Exercise input:
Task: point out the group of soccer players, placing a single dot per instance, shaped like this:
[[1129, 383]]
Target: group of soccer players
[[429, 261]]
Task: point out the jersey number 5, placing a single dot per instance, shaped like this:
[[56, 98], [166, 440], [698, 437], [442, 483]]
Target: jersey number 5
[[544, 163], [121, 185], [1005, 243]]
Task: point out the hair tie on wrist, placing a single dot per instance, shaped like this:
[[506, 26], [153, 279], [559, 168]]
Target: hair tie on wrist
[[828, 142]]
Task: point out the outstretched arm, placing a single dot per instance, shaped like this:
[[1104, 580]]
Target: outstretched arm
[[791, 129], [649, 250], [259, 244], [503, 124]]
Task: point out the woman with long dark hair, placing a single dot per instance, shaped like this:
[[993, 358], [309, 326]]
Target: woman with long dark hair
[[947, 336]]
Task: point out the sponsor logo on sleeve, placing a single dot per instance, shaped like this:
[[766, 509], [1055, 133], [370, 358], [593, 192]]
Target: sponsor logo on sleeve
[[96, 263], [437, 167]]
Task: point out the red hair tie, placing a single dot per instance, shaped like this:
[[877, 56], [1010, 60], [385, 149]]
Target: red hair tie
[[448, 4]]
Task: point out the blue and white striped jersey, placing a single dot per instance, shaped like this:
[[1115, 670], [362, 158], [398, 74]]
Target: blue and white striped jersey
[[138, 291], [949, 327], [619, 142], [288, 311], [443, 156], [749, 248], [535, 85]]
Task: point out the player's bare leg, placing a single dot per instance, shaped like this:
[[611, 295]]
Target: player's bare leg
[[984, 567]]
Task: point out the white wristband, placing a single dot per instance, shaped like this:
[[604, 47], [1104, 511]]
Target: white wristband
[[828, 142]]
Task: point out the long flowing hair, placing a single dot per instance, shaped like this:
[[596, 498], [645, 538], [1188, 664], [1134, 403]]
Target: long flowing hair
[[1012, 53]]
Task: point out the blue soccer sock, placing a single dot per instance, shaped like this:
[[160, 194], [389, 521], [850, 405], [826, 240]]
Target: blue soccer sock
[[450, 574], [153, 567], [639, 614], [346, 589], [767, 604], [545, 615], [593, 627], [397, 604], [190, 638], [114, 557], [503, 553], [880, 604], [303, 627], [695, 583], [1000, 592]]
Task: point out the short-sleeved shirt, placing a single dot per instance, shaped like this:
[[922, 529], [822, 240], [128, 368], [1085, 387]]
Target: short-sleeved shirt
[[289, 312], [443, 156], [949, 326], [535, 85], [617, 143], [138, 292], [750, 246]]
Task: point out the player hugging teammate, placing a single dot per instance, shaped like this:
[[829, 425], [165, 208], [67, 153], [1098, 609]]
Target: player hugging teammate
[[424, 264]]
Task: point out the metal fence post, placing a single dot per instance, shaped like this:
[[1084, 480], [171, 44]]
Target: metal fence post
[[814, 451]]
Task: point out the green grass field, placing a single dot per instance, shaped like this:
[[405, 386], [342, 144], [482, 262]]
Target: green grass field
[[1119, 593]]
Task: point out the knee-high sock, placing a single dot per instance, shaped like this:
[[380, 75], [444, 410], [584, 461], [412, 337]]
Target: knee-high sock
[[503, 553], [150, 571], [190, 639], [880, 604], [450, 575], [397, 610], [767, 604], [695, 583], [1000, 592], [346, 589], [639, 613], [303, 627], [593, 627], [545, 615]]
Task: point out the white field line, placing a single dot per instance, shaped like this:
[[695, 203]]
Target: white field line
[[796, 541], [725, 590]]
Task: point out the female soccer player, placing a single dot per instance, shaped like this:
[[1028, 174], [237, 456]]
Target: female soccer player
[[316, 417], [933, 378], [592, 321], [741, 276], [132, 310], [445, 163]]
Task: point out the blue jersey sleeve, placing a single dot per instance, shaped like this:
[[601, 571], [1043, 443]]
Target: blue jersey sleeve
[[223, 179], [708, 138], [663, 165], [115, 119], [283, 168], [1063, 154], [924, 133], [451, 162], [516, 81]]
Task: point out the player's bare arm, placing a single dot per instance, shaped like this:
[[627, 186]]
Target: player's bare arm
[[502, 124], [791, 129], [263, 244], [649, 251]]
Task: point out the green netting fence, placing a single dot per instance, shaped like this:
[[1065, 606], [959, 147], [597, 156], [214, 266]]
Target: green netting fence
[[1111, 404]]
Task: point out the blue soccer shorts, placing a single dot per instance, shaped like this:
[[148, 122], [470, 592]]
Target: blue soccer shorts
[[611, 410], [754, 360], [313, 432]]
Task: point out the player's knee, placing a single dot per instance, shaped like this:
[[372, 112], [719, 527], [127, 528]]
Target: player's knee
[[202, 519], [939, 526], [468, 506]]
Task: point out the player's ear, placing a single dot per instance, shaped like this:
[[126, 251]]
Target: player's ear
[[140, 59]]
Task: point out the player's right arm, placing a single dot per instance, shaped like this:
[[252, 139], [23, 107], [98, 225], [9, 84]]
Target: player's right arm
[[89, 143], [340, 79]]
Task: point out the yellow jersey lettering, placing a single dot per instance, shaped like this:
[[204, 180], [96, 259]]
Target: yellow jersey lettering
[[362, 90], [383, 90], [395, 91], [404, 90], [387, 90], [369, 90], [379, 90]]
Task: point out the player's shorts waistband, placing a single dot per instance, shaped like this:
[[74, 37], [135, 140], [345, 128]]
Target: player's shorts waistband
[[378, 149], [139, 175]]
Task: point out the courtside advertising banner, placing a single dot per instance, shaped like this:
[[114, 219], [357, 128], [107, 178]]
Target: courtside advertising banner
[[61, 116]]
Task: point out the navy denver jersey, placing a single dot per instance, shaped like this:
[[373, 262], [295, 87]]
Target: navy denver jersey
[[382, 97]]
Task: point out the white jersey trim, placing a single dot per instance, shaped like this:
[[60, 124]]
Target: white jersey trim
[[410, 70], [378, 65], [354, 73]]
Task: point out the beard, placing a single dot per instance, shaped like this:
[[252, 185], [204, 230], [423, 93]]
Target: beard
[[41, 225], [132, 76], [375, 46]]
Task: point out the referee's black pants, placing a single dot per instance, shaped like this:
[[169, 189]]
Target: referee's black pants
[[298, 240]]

Assignment: Every line of the material is to be set down again verbatim.

Response to this task:
Task: point out the group of soccer players, placing a single dot per instance, shaped like this:
[[1129, 383]]
Target: group of soccer players
[[429, 261]]
Task: point out the jersey number 5, placing a single dot per instance, shaped like this:
[[56, 98], [166, 440], [698, 437], [442, 483]]
Target: jersey number 5
[[544, 163], [121, 185], [1005, 243]]
Task: point out the hair tie on wrist, placing a single dot per instance, shaped like this:
[[506, 26], [153, 279], [559, 168]]
Target: hair tie on wrist
[[828, 142]]
Task: point out the outstretched arm, placing a single dot per instance, shaped like this:
[[1104, 580]]
Target: outstretched arm
[[791, 129], [649, 250], [259, 244], [503, 124]]
Task: point out the woman with long dark hair, placing a single dot per instance, shaped like this:
[[993, 358], [309, 326]]
Target: woman with long dark hair
[[947, 336]]
Task: point out the sponsor logo on sleeve, placing a single dot per instance, shaped like this:
[[766, 509], [1055, 133], [370, 358], [593, 192]]
Target: sponsor logo on sleeve
[[96, 263], [437, 167]]
Task: point out the red hair tie, placing a single dot per instance, shaped like this:
[[877, 56], [1010, 60], [385, 149]]
Target: red hair tie
[[448, 4]]
Task: point out the blue and white striped jersey, placing a single dot per instance, shaped like this:
[[1115, 670], [362, 158], [398, 74]]
Target: blue and white striped jersey
[[138, 291], [949, 327], [619, 142], [288, 311], [443, 156], [749, 248], [535, 85]]
Task: point out the player's bare leg, placing a single dot per instance, shaped like this:
[[611, 295]]
Target: player's bare leg
[[984, 567]]
Task: point out the white wristband, placing a single dot per instance, shaped like this:
[[604, 47], [1104, 511]]
Target: white wristband
[[828, 142]]
Task: point out the long flowing hair, placing a single dot per instance, shaped like this:
[[596, 498], [645, 538], [1188, 664], [1134, 403]]
Target: long flowing hair
[[1012, 53]]
Task: point out the blue soccer sock, placing a single dot per instance, shaped like this:
[[160, 194], [389, 521], [850, 405], [826, 240]]
Target: blue soccer sock
[[450, 574], [153, 567], [639, 614], [346, 589], [767, 604], [545, 615], [593, 627], [397, 604], [190, 638], [114, 557], [503, 553], [880, 604], [303, 627], [695, 583], [1000, 592]]
Task: point out the short-sleeved shirt, placing a single dot per instance, shaped like this:
[[922, 529], [822, 240], [128, 368], [1085, 387]]
Target: short-sleeved shirt
[[289, 312], [443, 156], [949, 326], [535, 85], [617, 143], [138, 292], [750, 246]]
Task: point out the player hugging teammate, placing a single dot per instance, shaped like this:
[[829, 425], [165, 208], [67, 153], [1098, 609]]
Target: player hugging teammate
[[424, 264]]
Task: point out the metal fence post, placing a single dot per instance, shaped like this:
[[1084, 480], [171, 44]]
Target: metal fence post
[[814, 451]]
Task: point out the green grass field, placing a single dot per instance, shaped like this:
[[405, 386], [342, 144], [482, 262]]
Target: green grass field
[[1119, 593]]
Task: point out the knee-high sock, placing a single dot per instance, shaped like this:
[[380, 75], [444, 410], [584, 461], [412, 337]]
Target: knee-high sock
[[503, 553], [150, 571], [190, 639], [880, 604], [450, 575], [397, 610], [767, 604], [695, 583], [1000, 592], [346, 589], [639, 613], [303, 627], [593, 627], [545, 615]]
Task: point out the white field line, placing a single dot per instance, shaped like this:
[[695, 203]]
Target: white field line
[[796, 541], [725, 590]]
Task: point out the female soccer player, placing a single dot per instance, shaped like this:
[[1028, 174], [237, 456]]
Target: female soccer player
[[316, 417], [933, 378], [592, 321], [741, 276], [132, 310], [445, 163]]
Task: point out the blue jersey sleeve, placing a single dot per instance, shaped like this:
[[601, 571], [1043, 443]]
Target: blue jersey sleeve
[[223, 179], [708, 138], [663, 165], [115, 119], [283, 168], [1063, 154], [924, 133], [451, 162], [516, 81]]
Task: point out the player's bare arm, placing a single dot per instance, shaped like this:
[[627, 186]]
Target: player's bare arm
[[502, 124], [791, 129], [263, 244], [649, 251]]
Task: point out the green netting fence, placing a single dot per instance, shaped like this:
[[1065, 606], [959, 147], [597, 156], [214, 266]]
Target: green netting fence
[[1111, 404]]
Task: point out the blue soccer shorts, placing a single dot per instance, shaped like this:
[[148, 122], [470, 592]]
Target: blue soccer shorts
[[611, 410], [754, 360], [313, 432]]
Task: point out the player's knee, placing a single dot per instance, shaped like this:
[[372, 112], [719, 527], [127, 528]]
Target: player's knee
[[202, 519], [939, 526], [468, 506]]
Task: point out the player's ear, placing a single dot per instance, shaped like this:
[[126, 251]]
Target: player's ear
[[140, 59]]
Task: point out the player's right arm, placing a single dot per instance, shaped like this:
[[252, 139], [23, 107], [98, 225], [9, 84]]
Target: player's right arm
[[89, 143], [340, 79]]
Task: point out the yellow jersey lettering, placing a single dot per instance, shaped like this:
[[204, 180], [96, 259]]
Target: yellow jersey lettering
[[362, 90], [383, 90], [395, 91], [404, 90], [387, 90], [369, 90], [379, 90]]
Task: point out the player's shorts waistband, placing a single dot per instance, shaped like this:
[[74, 37], [135, 140], [345, 128]]
Target: player's shorts waistband
[[378, 149], [139, 175]]
Task: point out the courtside advertising banner, placing a single dot per instance, shaped like this:
[[114, 219], [357, 128], [107, 178]]
Target: courtside advertising banner
[[61, 116]]
Task: point out the navy denver jersey, placing a single dot per instance, shaped like this:
[[373, 262], [295, 87]]
Target: navy denver jersey
[[382, 97]]
Task: point out the white jersey trim, placing a single dot per instance, shaped like this:
[[60, 124]]
Target: white jersey trim
[[410, 70], [378, 65], [354, 73]]
Task: point out the beard, placing a single dot per instance, shaped like this:
[[252, 185], [204, 230], [423, 93]]
Target: beard
[[41, 225], [132, 76], [375, 46]]
Task: point out the referee's black pants, placing a single dot per instance, shaped like this:
[[169, 189]]
Target: referee's black pants
[[298, 240]]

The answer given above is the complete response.